◆ **DIRECTIONS**: List every line in the entries below that contains the word "instance", copying each such line in full.

◆ **GIVEN INFORMATION**:
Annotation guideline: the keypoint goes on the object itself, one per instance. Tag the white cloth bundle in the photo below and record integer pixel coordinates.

--

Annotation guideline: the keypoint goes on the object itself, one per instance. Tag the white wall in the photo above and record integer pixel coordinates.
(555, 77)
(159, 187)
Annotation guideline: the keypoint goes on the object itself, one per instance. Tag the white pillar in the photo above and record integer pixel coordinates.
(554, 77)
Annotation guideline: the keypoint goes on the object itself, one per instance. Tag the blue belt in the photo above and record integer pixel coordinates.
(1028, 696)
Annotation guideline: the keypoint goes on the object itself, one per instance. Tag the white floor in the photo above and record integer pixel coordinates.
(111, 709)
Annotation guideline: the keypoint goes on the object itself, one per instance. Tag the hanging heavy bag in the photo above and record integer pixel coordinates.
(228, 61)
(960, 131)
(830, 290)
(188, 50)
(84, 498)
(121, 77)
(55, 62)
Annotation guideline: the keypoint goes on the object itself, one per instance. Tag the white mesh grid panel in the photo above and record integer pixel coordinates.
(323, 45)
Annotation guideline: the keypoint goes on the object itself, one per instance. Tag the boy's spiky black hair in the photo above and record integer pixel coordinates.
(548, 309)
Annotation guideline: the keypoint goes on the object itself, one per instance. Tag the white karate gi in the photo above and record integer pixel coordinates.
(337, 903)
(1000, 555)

◆ **RESPONSE**:
Annotation guideline: the keypoint goes on the object itself, one per instance. Tag the white cloth bundle in the photo below and record integer pixel coordinates.
Annotation guideline: the keypoint goes on the object itself, one per instance. Tag the white wall in the photo above and record integer pixel coordinates.
Annotation guideline: the keypoint goes on the object itself, one per instance. Tag the white pillar in the photo above and record integer pixel coordinates.
Annotation guideline: the keypoint goes on the object itself, one per instance. Tag the blue belt in the photo above and record integer pixel coordinates.
Annotation guideline: the keypoint goes on the object itself, one per instance. Tag the white floor in the photo above and record integer pixel coordinates.
Annotation guideline: the keypoint goes on the object itself, one per instance. Tag the hanging heavy bag in the photo above and record integer pixel coordinates.
Annotation guideline: the keypoint goes on the object itself, one per instance. Tag the white mesh grid panel in the photo above and record integer pixel coordinates.
Annotation guideline: the keypoint goes on the object itself, one per instance. Tag the boy's spiky black hair in the photo above and record integer pixel coordinates.
Annotation guideline: the keypoint goes on the object itself, one per instance. Tag the white karate gi in the photo above and record integer pixel coordinates.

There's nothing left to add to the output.